>>>

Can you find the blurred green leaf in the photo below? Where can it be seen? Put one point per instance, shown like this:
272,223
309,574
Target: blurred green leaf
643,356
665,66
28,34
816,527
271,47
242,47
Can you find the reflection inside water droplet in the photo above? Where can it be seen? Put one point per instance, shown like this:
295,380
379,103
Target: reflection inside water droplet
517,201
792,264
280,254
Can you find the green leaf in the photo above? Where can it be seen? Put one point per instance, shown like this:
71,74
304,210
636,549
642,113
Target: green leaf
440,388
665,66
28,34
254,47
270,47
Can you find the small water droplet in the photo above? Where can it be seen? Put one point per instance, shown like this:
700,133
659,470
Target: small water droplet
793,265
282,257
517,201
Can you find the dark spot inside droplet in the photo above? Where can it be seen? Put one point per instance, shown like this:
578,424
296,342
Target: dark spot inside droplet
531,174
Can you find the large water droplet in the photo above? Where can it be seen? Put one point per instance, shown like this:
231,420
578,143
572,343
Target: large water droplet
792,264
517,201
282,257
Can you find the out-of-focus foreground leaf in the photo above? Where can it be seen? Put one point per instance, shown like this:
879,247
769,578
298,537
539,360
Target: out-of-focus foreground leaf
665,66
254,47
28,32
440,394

<<<

- [What you need to do]: Exactly reproduce all of the entries.

- [Full response]:
Can you find the blurred green leaf in the photo below? Where can it be seen? Put one point per instance, shown like this:
272,223
309,574
Target: blurred green leaf
643,356
665,66
28,34
816,527
271,47
242,47
Can you find the reflection inside water droplet in the photo above? Where can it be seen? Put one point per instance, shown like this:
295,380
379,103
Target: reflection inside water droplet
517,201
792,264
280,254
Can you find the green leaf in the photo above? Where can it be seen? Put one point per instance, shown like this:
71,74
304,210
636,549
642,113
Target: green leaf
440,388
665,66
28,34
254,47
270,47
Can you find the small water droplet in the photo above? Where can it be seen? Put one point per instance, shown like this:
700,133
659,470
Target: small water droplet
793,265
282,257
517,201
Can you find the dark spot inside droplet in the photo above? Where can it be seen? Put one point per instance, shown like this:
578,424
296,342
Target: dark spot inside droplet
531,174
Can you find the large water droplet in the photo above? Where can it be seen? Put one point per instance, shown like this:
231,420
578,143
572,343
Target: large water droplet
792,264
517,201
282,257
Can you find the out-of-focus foreground leaf in the photo above? Where can it be seen? Put one point per instance, shown like this:
879,247
769,578
298,537
539,360
Target: out-of-focus foreground leaf
665,66
254,47
28,32
440,394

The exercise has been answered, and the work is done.